The request:
Copy out, exactly as given, every line from the line with "One keypoint belongs on each instance. Indicate the green rimmed" to the end of the listing, both of those lines included.

Listing:
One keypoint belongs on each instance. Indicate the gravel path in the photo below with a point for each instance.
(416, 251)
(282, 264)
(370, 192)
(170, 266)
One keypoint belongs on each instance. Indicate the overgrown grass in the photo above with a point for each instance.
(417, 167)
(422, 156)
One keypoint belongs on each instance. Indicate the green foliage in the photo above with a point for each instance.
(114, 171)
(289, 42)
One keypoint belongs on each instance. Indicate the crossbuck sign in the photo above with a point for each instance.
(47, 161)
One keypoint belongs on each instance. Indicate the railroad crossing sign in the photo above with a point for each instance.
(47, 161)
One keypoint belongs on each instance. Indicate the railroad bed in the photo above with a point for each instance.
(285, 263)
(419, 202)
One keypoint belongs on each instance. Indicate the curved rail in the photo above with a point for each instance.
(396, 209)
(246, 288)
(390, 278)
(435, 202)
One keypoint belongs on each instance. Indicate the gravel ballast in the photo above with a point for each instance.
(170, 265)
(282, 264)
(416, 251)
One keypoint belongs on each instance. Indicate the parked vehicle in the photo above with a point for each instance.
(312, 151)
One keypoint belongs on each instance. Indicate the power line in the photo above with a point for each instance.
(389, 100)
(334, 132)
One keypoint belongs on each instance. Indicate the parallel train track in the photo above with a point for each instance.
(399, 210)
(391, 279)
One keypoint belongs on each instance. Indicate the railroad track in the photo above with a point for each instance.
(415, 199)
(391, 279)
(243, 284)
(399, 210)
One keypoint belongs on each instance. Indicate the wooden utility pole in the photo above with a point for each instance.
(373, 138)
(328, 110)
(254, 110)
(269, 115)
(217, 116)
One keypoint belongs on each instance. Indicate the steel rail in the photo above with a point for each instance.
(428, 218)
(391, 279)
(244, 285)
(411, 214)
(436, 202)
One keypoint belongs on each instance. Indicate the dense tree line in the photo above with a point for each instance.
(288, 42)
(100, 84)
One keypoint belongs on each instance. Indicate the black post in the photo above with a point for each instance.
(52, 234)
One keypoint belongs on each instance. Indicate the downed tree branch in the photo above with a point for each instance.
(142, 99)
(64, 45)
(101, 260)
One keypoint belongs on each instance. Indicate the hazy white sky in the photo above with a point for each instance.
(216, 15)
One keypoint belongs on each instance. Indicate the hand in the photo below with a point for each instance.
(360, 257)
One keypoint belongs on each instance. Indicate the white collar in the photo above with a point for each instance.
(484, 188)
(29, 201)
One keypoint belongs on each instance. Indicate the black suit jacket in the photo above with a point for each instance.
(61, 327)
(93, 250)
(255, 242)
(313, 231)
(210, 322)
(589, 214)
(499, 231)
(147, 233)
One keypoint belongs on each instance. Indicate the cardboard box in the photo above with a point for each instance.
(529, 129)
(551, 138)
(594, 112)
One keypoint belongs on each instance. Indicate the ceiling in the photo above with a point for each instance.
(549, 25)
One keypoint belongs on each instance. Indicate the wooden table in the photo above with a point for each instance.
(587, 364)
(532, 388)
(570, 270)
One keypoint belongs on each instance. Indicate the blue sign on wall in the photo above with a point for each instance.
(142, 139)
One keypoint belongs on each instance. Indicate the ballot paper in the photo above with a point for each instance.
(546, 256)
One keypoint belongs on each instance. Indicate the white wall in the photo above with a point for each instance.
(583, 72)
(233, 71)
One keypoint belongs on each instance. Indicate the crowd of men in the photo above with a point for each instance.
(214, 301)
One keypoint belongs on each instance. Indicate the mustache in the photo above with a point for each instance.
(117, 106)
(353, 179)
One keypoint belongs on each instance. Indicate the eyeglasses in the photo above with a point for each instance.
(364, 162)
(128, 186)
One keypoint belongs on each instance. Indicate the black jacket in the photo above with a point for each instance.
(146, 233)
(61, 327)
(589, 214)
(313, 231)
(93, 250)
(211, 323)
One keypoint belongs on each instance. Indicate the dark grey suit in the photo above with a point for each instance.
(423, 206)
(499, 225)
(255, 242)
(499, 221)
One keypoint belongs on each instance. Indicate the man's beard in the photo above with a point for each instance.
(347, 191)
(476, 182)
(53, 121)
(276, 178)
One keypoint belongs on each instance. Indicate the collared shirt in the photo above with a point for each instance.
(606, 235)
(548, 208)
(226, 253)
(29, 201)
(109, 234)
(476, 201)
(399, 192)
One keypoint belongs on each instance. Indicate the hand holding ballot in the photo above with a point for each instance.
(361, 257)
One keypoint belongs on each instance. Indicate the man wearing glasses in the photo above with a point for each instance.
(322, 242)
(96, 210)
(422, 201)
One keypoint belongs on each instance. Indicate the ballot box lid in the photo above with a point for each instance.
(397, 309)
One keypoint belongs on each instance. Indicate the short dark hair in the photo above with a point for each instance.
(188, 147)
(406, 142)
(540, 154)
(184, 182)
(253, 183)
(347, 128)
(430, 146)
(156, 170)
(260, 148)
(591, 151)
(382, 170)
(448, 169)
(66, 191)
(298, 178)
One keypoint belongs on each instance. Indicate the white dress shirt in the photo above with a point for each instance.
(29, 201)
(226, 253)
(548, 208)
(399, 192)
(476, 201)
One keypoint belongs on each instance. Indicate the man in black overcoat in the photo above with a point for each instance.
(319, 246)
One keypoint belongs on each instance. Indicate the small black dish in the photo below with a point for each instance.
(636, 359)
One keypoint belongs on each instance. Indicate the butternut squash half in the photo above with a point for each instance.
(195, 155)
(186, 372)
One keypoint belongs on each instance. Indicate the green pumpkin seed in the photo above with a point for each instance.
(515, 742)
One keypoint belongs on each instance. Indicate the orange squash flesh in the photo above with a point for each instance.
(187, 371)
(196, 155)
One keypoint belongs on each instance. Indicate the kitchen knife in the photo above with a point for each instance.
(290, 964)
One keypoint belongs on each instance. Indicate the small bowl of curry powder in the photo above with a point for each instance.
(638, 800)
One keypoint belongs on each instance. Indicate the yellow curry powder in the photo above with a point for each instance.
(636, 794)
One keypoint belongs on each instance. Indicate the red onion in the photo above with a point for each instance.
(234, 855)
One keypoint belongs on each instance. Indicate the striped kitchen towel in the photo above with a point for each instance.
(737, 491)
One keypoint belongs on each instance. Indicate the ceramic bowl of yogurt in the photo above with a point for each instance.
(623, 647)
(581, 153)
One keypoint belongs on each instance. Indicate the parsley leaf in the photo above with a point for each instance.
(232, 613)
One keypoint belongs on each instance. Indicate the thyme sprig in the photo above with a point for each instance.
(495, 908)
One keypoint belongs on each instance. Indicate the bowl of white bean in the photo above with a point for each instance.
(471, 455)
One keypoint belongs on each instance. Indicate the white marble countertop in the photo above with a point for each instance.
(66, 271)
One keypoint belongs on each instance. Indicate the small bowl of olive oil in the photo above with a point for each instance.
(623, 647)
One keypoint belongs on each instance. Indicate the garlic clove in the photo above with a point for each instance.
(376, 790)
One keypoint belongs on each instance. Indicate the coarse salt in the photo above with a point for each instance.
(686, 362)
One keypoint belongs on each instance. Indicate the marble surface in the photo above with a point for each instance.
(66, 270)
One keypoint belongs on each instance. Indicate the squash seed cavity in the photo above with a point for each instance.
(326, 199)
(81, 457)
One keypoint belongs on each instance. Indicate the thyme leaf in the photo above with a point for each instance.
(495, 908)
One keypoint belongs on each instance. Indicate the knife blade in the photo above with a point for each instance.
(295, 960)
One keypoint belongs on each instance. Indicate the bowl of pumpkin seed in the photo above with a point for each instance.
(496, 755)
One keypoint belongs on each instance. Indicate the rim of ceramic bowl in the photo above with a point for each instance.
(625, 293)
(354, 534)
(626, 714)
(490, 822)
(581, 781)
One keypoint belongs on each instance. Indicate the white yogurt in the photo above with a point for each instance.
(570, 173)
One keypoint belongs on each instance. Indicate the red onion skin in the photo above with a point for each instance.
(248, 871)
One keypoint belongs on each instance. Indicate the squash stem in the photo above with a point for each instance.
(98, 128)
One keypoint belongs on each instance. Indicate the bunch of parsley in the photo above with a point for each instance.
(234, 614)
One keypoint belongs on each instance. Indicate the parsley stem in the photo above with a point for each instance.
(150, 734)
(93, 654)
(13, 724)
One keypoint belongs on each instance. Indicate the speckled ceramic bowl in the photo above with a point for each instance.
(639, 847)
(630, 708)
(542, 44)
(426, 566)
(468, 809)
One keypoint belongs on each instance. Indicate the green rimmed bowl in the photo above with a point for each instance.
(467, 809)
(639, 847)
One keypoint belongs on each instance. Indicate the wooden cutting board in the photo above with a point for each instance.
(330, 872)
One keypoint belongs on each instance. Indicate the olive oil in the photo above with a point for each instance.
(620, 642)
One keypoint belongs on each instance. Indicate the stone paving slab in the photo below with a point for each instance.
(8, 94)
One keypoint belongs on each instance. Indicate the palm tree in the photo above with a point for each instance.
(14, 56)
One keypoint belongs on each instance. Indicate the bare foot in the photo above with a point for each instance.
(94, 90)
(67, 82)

Complete response:
One keypoint belongs on each instance. Indicate the green rimmed bowl in the photo above with a point for each instance.
(467, 809)
(639, 847)
One keypoint belongs on each instance. Indicate the wooden cutting board in the photo above with a point for each instance.
(330, 872)
One keypoint belongs on each instance. Indicate the olive oil in the photo above with a point for each instance.
(620, 642)
One keypoint belongs on each instance. Indicate the stone paving slab in the photo below with a point for each instance.
(8, 94)
One keypoint belongs on each instance. Indicate the palm tree in the photo above with a point for each instance.
(14, 56)
One keypoint belongs on each instance. Indicate the bare foot in the photo above with a point for each instance.
(94, 90)
(67, 82)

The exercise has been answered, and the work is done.